— Task prompt —
Skip the pictures. Copy all the rest of the records down exactly.

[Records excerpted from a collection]
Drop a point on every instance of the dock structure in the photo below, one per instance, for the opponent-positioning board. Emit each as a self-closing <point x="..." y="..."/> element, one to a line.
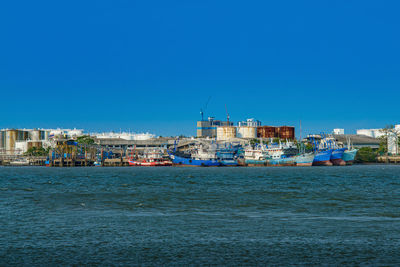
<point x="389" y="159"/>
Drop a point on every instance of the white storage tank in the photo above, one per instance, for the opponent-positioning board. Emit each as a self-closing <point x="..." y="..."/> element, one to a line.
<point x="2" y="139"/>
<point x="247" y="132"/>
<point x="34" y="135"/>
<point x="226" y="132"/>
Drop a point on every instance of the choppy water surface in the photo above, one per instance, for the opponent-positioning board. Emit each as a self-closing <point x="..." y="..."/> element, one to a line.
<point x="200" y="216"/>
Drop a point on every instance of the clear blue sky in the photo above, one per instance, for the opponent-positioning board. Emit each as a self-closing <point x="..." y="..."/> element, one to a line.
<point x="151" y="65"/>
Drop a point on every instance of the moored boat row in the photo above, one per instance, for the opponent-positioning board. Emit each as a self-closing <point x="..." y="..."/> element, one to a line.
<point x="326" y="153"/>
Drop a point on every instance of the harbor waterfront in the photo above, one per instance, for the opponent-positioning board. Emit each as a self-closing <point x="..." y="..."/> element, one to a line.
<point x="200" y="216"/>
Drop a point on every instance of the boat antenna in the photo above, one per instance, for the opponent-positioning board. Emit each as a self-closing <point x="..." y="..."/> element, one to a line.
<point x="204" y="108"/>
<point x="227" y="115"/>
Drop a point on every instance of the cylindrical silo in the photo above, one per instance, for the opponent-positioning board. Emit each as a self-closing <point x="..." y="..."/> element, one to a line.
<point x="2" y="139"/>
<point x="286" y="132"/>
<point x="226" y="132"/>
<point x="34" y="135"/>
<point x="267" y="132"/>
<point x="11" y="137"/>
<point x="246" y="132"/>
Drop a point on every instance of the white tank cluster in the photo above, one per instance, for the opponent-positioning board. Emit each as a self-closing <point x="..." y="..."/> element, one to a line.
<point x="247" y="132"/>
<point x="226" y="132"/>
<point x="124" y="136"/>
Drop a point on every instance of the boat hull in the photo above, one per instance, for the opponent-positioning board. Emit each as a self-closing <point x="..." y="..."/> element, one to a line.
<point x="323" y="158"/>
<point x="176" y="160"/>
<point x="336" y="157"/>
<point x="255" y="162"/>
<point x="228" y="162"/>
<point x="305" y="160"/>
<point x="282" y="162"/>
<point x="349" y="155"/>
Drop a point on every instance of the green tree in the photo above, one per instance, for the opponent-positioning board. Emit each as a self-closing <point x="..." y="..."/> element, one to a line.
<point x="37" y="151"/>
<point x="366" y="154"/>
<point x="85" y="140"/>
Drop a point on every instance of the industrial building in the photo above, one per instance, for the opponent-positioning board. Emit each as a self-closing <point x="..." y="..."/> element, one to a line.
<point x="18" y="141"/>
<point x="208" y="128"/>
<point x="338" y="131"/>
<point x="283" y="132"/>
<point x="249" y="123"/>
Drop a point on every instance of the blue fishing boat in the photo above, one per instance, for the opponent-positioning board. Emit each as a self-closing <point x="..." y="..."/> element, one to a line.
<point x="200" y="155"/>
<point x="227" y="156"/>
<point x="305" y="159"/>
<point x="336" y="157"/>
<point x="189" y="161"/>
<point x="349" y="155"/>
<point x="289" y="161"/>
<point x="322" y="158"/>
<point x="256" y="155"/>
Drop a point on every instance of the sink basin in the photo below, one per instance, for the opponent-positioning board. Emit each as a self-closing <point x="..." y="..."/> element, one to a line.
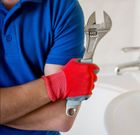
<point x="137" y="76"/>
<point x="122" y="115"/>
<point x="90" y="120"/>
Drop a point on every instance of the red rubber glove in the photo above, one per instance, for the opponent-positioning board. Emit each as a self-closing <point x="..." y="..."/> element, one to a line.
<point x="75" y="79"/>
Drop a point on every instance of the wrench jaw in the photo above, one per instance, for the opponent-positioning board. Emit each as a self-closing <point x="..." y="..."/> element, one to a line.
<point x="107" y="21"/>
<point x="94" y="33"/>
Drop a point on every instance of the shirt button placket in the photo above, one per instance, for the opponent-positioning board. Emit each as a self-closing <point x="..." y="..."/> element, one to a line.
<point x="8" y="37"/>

— Exercise response —
Drop a point on every instance of the dock structure in the photo below, one per instance, for the opponent-positioning board. Emit each as a self-closing <point x="..." y="..."/> element, one to a line.
<point x="389" y="159"/>
Drop a point on every instance of the white storage tank in the photo above, one per instance, for the opponent-positioning board. Emit each as a self-closing <point x="..." y="..."/> element, one to a line.
<point x="2" y="139"/>
<point x="247" y="132"/>
<point x="34" y="135"/>
<point x="226" y="132"/>
Drop a point on every instance of the choppy water surface in the photo above, one per instance, for the opponent-positioning board. Emit each as a self-closing <point x="..." y="..."/> element, one to a line.
<point x="200" y="216"/>
Drop a point on every instance of the clear blue sky in the photo above, one per instance, for the opponent-positioning board. Emit each as a self-closing <point x="..." y="..."/> element, one to a line.
<point x="151" y="65"/>
Drop a point on every instance of the moored boat row in the photo above, one per instance, for the opponent-positioning board. Emit each as a self-closing <point x="..." y="..."/> element, one to a line.
<point x="326" y="153"/>
Drop a point on every instance of the harbor waterfront in the photo above, one per instance, for the opponent-positioning board. Emit each as a self-closing <point x="..." y="..."/> element, one to a line.
<point x="200" y="216"/>
Drop a point on every instance of the boat antenna in the photo above, one per instance, for the opponent-positioning board. Emit each as a self-closing <point x="..." y="..."/> element, one to a line.
<point x="204" y="108"/>
<point x="227" y="115"/>
Drop a point on every instance of the cylindrical silo in the photo above, one per instance, for the opponent-positioning board. Emit each as a self-closing <point x="..." y="..."/> element, one to a line.
<point x="2" y="139"/>
<point x="286" y="132"/>
<point x="226" y="132"/>
<point x="34" y="135"/>
<point x="267" y="132"/>
<point x="11" y="137"/>
<point x="246" y="132"/>
Drop a point on every instance of the white tank cluster in the photo above, one per instance, for the opponent-positioning board. Emit each as a self-closing <point x="..." y="..."/> element, one to a line.
<point x="247" y="132"/>
<point x="226" y="132"/>
<point x="124" y="136"/>
Drop a point on every instance of the boat hull in the photo above, one per instance, for the opponent-positioning board. Emit each as a self-closing <point x="..." y="..."/> element, one to a line.
<point x="323" y="158"/>
<point x="176" y="160"/>
<point x="336" y="157"/>
<point x="255" y="162"/>
<point x="228" y="162"/>
<point x="305" y="160"/>
<point x="282" y="162"/>
<point x="349" y="155"/>
Drop a point on every instance of the green tree in the photo above, one per instance, for the opponent-positioning board. Emit each as a self-closing <point x="..." y="..."/> element, one to a line.
<point x="37" y="151"/>
<point x="366" y="154"/>
<point x="85" y="140"/>
Drop a point on every instance of the industrial building in the photo above, one per instance, for the opponent-positioning board. Emit each as a self-closing <point x="..." y="..."/> element, one to a line.
<point x="18" y="141"/>
<point x="208" y="128"/>
<point x="338" y="131"/>
<point x="283" y="132"/>
<point x="249" y="123"/>
Drop a point on every instance of the blue fishing boat in the photo above, one per instance, for the opponent-positioning board. Emit each as a self-closing <point x="..." y="..."/> element, one to a line.
<point x="200" y="155"/>
<point x="227" y="156"/>
<point x="305" y="159"/>
<point x="336" y="157"/>
<point x="189" y="161"/>
<point x="349" y="155"/>
<point x="289" y="161"/>
<point x="322" y="158"/>
<point x="256" y="155"/>
Drop a point on every instance of the sink basin in the photo below, one per instance, for the opponent-positioning board. Emit each as a self-closing <point x="..." y="..."/> element, one to a line.
<point x="137" y="76"/>
<point x="122" y="115"/>
<point x="90" y="120"/>
Drop a point on every instance of the red rubber glove in the photo above, one per instance, for the opponent-positioning board. Emit each as a self-closing <point x="..." y="..."/> element, one to a line.
<point x="75" y="79"/>
Drop a point on every instance of the wrench jaw in the photo above, one per instance, for the opponent-positioning board. Emit each as a self-closing <point x="..." y="..."/> element, one to a line.
<point x="107" y="21"/>
<point x="94" y="33"/>
Drop a point on every instance of the shirt button placket in the photo above, one per instance, for the opponent-positioning board. Emit each as a self-closing <point x="..." y="..."/> element, one to a line.
<point x="8" y="37"/>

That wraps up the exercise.